BEGIN

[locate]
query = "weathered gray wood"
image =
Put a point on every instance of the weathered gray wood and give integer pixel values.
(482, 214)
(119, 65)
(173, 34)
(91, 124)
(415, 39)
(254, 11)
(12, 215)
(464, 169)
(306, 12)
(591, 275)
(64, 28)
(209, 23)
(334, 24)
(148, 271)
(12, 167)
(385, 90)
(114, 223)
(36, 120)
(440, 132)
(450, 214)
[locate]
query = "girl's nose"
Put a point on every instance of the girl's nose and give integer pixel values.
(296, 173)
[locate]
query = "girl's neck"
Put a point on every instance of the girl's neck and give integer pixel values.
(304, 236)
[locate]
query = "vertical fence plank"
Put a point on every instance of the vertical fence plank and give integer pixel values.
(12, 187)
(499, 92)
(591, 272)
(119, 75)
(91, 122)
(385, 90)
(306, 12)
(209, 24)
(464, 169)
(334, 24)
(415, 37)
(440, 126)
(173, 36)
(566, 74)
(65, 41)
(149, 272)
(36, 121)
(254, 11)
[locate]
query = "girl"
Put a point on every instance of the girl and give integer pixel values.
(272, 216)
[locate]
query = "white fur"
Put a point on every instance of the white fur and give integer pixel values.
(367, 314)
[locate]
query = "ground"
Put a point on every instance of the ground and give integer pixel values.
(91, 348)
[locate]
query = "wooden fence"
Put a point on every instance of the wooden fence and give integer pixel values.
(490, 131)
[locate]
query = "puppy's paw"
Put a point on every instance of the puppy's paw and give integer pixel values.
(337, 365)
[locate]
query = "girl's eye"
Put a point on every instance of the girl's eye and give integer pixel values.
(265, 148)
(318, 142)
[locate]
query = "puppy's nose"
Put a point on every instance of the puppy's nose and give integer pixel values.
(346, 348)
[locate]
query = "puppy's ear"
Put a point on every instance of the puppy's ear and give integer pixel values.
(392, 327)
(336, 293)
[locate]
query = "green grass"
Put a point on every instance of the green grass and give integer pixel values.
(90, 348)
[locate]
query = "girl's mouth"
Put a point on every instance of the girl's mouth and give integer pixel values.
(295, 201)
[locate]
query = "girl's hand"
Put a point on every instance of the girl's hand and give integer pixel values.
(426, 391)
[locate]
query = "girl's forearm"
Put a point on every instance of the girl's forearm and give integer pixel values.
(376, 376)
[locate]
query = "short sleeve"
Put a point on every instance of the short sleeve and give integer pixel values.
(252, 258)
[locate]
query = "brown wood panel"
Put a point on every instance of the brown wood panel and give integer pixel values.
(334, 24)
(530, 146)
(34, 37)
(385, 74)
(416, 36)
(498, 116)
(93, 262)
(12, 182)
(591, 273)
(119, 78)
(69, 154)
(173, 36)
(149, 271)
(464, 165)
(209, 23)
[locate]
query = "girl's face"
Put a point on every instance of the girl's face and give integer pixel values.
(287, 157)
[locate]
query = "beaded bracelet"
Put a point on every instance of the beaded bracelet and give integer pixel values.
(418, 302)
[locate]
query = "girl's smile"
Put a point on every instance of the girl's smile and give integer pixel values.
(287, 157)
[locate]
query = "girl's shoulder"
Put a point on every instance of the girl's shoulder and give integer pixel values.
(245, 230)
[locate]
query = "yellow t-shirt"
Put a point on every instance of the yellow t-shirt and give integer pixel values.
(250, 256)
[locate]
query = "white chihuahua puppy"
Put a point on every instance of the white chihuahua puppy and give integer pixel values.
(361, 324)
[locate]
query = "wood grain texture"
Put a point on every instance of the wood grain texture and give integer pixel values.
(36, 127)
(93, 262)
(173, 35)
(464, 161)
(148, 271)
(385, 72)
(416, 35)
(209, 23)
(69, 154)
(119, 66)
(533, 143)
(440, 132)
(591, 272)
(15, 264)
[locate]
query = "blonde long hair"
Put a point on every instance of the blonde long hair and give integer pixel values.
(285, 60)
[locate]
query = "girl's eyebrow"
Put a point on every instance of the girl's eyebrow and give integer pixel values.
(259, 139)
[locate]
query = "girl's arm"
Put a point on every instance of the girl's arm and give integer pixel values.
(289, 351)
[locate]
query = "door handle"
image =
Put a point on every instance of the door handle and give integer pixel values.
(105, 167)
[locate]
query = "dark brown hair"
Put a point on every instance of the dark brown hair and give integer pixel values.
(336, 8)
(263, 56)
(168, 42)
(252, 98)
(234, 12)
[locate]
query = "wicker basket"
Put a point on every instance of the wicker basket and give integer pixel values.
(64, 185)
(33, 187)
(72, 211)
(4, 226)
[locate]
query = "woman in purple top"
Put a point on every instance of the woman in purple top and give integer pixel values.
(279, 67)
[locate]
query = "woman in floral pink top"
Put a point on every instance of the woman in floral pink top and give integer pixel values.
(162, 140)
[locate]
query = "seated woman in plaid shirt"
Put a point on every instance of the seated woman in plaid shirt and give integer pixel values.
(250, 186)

END

DIRECTIONS —
Lines from the one holding "Put a point on every instance of the woman in floral" to the last line of the records: return these exactly, and only these.

FINAL ANSWER —
Put a point on every instance of the woman in floral pink top and give integer pixel values.
(162, 140)
[locate]
query = "seated woman in plaid shirt"
Put a point on every instance of the seated woman in plaid shirt and give integer pixel values.
(250, 186)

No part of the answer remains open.